## start Document
Scary results! However, I would highly recommend to use the products that we will actually be using, instead of using upstream ones.

That said, I would suggest to test the current COMP RPM couchdb package against the wmagent-couchdb in CMSKubernetes. Ideally these tests should be performed in the very same environment as well (including the node). Otherwise it is a hard comparison to digest.

vkuznet commented 5 months ago

I setup CouchDB (3.2.2) on one of my VM using COMP RPMs, in fact I simply used rsync to copy /data/srv area from one of the WMAgent CERN nodes. Then, I rerun the hey test against local CouchDB. The results was 2318 req/sec. Then, using wmagent-couchdb image I got similar results 2379 req/sec.

To sum up:

first test was done using stock CouchDB 3.3.3 on RH9 nodes
results:
- using local couchDB almost 3700 req/sec
- using couchdb image below 200 req/sec
second test was done using COMP RPM CouchDB 3.2.2 and wmagent-couchdb image on CC7 node
results:
- using local CouchDB we got 2318 req/sec
- using wmagent-couchdb docker image we got 1973 req/sec

At this step, I do not know if slowness of stock CouchDB image (3.3.3) is due to running it on RH9 or because of image content itself. But I'm happy to see comparable performance on CC7 using local CouchDB installed via RPM and our wmagent-couchdb docker image.
## end Document
## start Supplied entries
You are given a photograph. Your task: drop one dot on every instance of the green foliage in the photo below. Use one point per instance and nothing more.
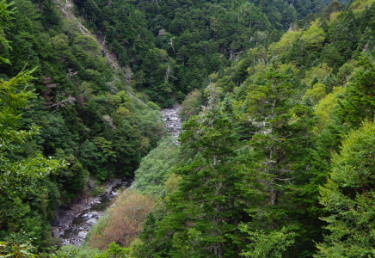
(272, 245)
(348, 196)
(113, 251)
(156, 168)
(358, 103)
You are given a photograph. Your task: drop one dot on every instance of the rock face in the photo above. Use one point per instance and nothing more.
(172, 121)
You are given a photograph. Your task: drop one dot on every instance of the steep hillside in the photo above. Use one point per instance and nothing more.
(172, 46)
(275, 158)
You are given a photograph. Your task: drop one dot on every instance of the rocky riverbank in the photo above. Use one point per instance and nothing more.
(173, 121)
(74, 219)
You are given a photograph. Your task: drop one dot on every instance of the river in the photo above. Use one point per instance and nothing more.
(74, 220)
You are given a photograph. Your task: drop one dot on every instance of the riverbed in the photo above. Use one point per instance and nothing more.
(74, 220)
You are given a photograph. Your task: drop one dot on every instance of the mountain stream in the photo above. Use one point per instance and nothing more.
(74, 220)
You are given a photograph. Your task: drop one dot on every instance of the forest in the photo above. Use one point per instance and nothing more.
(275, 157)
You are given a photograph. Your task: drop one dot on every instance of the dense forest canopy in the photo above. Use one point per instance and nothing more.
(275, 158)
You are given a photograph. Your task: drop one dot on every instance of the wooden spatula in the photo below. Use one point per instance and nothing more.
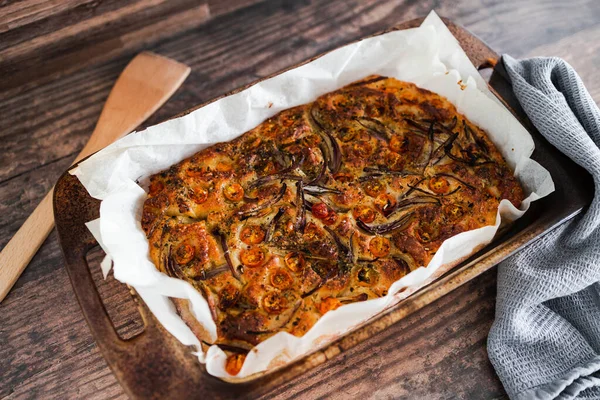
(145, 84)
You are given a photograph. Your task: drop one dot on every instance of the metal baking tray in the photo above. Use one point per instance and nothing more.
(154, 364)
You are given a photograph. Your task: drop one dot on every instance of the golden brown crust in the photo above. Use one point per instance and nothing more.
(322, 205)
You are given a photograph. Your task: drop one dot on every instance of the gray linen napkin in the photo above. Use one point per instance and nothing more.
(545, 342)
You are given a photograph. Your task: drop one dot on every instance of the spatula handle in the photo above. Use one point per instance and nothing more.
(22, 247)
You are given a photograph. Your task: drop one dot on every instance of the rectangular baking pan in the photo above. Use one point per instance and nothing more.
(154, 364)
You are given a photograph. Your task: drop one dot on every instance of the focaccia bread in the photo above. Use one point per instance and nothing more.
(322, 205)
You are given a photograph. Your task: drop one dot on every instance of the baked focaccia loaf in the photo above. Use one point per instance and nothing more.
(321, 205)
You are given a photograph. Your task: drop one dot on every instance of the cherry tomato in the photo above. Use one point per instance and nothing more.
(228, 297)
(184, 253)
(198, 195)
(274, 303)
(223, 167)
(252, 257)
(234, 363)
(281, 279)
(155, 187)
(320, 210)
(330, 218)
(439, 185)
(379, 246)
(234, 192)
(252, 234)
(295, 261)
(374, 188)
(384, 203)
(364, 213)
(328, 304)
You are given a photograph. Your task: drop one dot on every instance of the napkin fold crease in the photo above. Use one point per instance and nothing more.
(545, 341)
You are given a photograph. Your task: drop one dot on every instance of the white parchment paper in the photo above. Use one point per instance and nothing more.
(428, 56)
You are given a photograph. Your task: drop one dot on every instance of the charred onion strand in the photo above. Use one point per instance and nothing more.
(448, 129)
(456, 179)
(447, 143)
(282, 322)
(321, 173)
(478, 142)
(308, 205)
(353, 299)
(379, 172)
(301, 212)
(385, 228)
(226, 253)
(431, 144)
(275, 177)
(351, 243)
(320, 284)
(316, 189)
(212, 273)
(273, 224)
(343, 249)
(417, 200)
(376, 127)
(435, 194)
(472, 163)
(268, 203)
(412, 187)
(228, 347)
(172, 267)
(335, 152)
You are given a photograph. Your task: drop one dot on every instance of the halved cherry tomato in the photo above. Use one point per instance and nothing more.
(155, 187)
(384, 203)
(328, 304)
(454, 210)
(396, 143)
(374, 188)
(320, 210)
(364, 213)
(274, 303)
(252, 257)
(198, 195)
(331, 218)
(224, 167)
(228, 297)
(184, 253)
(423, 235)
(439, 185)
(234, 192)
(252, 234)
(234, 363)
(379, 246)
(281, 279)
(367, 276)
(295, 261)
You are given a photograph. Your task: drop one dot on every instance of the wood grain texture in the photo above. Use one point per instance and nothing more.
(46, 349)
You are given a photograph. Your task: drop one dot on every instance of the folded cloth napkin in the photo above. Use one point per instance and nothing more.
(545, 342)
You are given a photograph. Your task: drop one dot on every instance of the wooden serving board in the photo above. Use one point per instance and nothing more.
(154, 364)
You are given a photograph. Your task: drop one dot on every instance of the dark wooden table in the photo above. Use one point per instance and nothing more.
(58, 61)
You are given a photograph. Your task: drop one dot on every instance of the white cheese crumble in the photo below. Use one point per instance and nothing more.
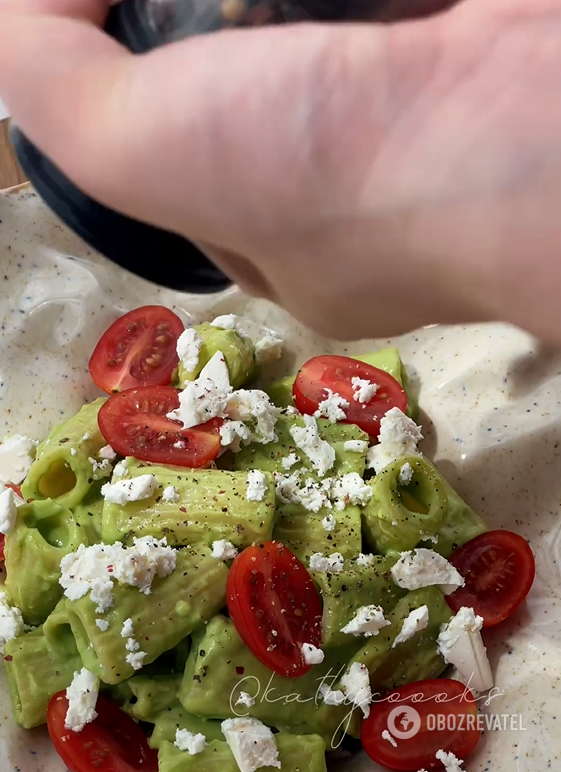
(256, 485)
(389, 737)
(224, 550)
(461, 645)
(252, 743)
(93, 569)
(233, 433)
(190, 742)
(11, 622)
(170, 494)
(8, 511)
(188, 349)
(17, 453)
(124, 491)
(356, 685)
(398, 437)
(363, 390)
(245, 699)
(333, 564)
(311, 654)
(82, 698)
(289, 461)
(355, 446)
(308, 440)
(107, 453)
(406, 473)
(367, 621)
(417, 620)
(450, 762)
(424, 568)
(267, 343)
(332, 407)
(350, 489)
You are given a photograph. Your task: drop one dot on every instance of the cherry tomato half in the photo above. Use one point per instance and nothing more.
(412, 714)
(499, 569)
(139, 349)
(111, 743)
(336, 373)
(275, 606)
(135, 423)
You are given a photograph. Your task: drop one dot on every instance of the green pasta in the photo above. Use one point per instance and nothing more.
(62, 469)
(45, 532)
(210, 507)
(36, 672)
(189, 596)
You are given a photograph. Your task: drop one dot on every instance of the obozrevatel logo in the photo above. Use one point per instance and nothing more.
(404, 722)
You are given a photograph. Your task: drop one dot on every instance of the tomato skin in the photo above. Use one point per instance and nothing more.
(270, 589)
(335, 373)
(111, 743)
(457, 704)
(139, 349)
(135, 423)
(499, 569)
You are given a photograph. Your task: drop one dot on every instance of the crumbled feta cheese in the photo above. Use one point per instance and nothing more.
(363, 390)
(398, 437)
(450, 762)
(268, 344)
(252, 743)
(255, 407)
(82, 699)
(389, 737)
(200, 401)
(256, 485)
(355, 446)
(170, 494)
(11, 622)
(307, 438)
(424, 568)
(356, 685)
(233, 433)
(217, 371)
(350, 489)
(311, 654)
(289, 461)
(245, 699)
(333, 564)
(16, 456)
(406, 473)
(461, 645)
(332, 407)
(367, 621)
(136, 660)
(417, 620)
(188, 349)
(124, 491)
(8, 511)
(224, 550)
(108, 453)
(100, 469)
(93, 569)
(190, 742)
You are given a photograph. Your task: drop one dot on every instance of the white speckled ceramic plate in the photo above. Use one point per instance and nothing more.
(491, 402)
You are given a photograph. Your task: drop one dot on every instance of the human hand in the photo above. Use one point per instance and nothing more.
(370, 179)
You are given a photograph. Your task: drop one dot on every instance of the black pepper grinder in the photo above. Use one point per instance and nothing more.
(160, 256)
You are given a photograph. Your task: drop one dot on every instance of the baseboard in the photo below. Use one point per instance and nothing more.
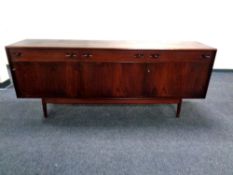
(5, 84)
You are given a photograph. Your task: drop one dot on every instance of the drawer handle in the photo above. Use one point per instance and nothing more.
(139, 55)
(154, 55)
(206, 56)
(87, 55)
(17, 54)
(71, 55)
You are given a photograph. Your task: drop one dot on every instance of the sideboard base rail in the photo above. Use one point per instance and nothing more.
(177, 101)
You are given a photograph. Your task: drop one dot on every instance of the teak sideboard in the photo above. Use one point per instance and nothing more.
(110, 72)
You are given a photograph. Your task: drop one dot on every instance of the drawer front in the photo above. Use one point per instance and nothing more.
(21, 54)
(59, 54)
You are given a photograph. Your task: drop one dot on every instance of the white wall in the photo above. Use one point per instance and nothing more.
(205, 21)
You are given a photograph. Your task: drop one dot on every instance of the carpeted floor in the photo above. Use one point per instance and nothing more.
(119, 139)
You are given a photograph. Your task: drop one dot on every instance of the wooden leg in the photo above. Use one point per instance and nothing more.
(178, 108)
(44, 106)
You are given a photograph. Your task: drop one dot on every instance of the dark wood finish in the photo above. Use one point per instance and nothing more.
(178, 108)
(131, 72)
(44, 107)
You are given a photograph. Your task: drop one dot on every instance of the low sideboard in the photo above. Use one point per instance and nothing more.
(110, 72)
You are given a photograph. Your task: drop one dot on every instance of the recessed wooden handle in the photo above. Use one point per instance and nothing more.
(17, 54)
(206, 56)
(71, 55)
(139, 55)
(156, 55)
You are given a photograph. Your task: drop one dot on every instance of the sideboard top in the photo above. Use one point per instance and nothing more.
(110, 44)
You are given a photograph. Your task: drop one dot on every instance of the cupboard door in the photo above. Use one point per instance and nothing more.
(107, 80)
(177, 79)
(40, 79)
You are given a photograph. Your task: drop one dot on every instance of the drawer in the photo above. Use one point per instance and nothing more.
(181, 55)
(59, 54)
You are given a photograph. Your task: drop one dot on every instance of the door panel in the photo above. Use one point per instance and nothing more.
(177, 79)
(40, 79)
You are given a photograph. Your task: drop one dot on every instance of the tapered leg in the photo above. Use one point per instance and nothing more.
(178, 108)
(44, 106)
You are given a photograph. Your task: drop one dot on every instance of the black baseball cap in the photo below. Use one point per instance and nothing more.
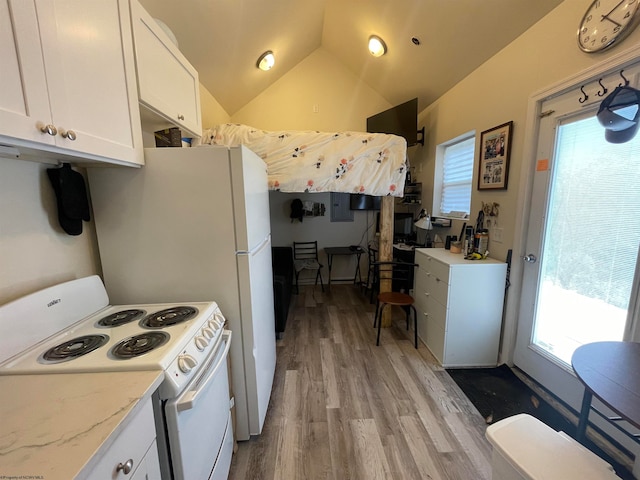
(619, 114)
## end Supplied entries
→ To do
A – In the CouchDB thread, which CouchDB version ran on the RH9 nodes in the first test?
B – Please write out everything in the CouchDB thread from "Scary results! However, I" down to "results 2379 req/sec.".
C – Write what comes next in the CouchDB thread, picking up after its final sentence.
The items have nothing to do with what is asked here.

→ Exercise results
A – Stock CouchDB 3.3.3.

B –
Scary results! However, I would highly recommend to use the products that we will actually be using, instead of using upstream ones.

That said, I would suggest to test the current COMP RPM couchdb package against the wmagent-couchdb in CMSKubernetes. Ideally these tests should be performed in the very same environment as well (including the node). Otherwise it is a hard comparison to digest.

vkuznet commented 5 months ago

I setup CouchDB (3.2.2) on one of my VM using COMP RPMs, in fact I simply used rsync to copy /data/srv area from one of the WMAgent CERN nodes. Then, I rerun the hey test against local CouchDB. The results was 2318 req/sec. Then, using wmagent-couchdb image I got similar results 2379 req/sec.

C –
vkuznet commented 5 months ago

Another test performed with wmagent-couchdb image on RH9 node:

docker image without host network


# CouchDB server
docker run -it -e COUCHDB_USER=admin -e COUCHDB_PASSWORD=password -p 5984:5984 --volume /wma/vk/CouchDB/data:/opt/couchdb/data -v /wma/vk/secrets:/data/admin/wmagent registry.cern.ch/cmsweb/wmagent-couchdb

hey client

/afs/cern.ch/user/v/valya/public/hey_linux -n 200 -c 50 -m POST -H "Content-Type: application/json" -D /wma/vk/CouchDB/wm.json -disable-keepalive -disable-compression http://admin:password@localhost:5984/test

Results (3 iteration of hey client):
- 1282 req/sec
- 1620 req/sec
- 1640 req/sec

Average: 1514 req/sec

2. docker image with host network (use `--host=net` option):

CouchDB server

docker run --host=net -it -e COUCHDB_USER=admin -e COUCHDB_PASSWORD=password -p 5984:5984 --volume /wma/vk/CouchDB/data:/opt/couchdb/data -v /wma/vk/secrets:/data/admin/wmagent registry.cern.ch/cmsweb/wmagent-couchdb

hey client

/afs/cern.ch/user/v/valya/public/hey_linux -n 200 -c 50 -m POST -H "Content-Type: application/json" -D /wma/vk/CouchDB/wm.json -disable-keepalive -disable-compression http://admin:password@localhost:5984/test


Results (3 iteration of hey client):
- 1657 req/sec
- 1953 req/sec
- 1832 req/sec

Average: 1814 req/sec

### Summary
There is a slight degradation of performance (based on HTTP POST requests) between container network and using host network where the later provides more throughput. But in both cases the performance is quite decent, above 1500 req/sec, and I doubt the difference (around 300 req/sec higher in case of host network) will make any impact on WM operations.

vkuznet commented 5 months ago

@amaltaro do you have any other suggestions for testing based on providing results?

amaltaro commented 5 months ago

That is very good, thanks Valentin! Do I understand it right that you tested both GET and POST calls to CouchDB?

I think it's important to keep track of this evaluation and the results in our wmcore-docs repository. Please also be explicitly with the:

environment (architecture/OS)
package source (stock couch, cms couch, cms rpm, etc)
type of HTTP methods tested
which url/test was performed (I understand you were fetching database summary curl .../db_name, right?)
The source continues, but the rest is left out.